Working data —
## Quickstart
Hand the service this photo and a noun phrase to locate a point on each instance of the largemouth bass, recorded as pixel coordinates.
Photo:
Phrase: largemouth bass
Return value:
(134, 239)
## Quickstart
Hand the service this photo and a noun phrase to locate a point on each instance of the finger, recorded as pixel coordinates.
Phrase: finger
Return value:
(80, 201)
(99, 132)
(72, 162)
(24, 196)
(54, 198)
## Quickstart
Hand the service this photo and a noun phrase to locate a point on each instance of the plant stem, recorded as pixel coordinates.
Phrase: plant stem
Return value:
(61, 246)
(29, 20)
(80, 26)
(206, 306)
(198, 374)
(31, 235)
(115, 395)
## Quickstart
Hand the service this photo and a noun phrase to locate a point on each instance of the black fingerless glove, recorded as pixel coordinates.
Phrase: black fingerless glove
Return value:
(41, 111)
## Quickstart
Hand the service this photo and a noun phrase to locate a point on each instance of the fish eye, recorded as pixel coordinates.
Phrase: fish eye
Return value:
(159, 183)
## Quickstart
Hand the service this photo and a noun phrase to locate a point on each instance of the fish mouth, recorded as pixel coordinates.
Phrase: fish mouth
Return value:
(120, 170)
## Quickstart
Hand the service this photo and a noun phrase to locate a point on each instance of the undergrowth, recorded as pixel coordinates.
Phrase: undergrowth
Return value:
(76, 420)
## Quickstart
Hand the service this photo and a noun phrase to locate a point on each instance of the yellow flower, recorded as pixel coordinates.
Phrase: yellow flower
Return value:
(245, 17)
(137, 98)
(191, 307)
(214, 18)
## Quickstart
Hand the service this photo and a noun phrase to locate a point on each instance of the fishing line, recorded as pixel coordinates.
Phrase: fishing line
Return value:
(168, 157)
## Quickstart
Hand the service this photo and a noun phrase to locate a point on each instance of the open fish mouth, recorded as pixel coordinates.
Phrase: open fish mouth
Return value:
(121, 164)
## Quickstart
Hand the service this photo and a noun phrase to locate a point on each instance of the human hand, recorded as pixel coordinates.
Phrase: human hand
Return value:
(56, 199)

Goal —
Retype the material in full. Each word must match.

Complete answer —
## Quickstart
Hand the service this photo and a noun phrase to locate a point on each instance of the largemouth bass, recorded as pixel coordinates.
Photo:
Phrase: largemouth bass
Return value:
(134, 239)
## Quickstart
Hand the service this photo and a noun phrase to locate a point on each instance of the finger, recorded as pixel coordinates.
Phrase: finger
Return value:
(80, 201)
(99, 132)
(72, 162)
(24, 196)
(54, 198)
## Quickstart
Hand the service this photo and a noun phrase to locate a point on each instance of the plant stem, recorded as pixel coordinates.
Phrase: plant stem
Return value:
(61, 246)
(29, 20)
(80, 26)
(206, 306)
(198, 374)
(31, 235)
(115, 395)
## Quickstart
Hand the service this photo and a noun phrase to locate a point on each instance of the black fingerless glove, recorded as pixel coordinates.
Phrase: black fingerless glove
Return value:
(41, 111)
## Quickstart
Hand the service this photo and a noun phrase to locate a point on each instance of the fish eye, recorded as pixel coordinates.
Phrase: fish eye
Return value:
(159, 183)
## Quickstart
Hand the service this photo and a noun phrase to locate a point on each instance of the fish mouth, recorded as pixel coordinates.
Phrase: fish mouth
Return value:
(120, 170)
## Quickstart
Hand the service this photo and a noun phrase to locate a point on each instance of the undergrowth, recorded as pixel coordinates.
Phrase: undergrowth
Return value:
(76, 420)
## Quickstart
Hand the service this photo and a noun phrase to locate a point on each instance of the yellow flower, recorded as pixel coordinates.
Phrase: yellow flower
Return value:
(245, 17)
(137, 98)
(191, 307)
(214, 18)
## Quickstart
Hand the service this photo and a noun phrase to locate a point on each instance of the fishing line, recorded as pixel coordinates.
Phrase: fishing line
Return value:
(168, 157)
## Quickstart
Hand the service this photo and a noun phrase to locate a point on each instance of the open fish mouth, recorded as pixel coordinates.
Phrase: open fish mouth
Return value:
(121, 164)
## Quickstart
Hand the service this photo and a noun phrase to locate a point on each instance of the human hand, recorded as pixel coordinates.
Phrase: human hand
Return value:
(56, 199)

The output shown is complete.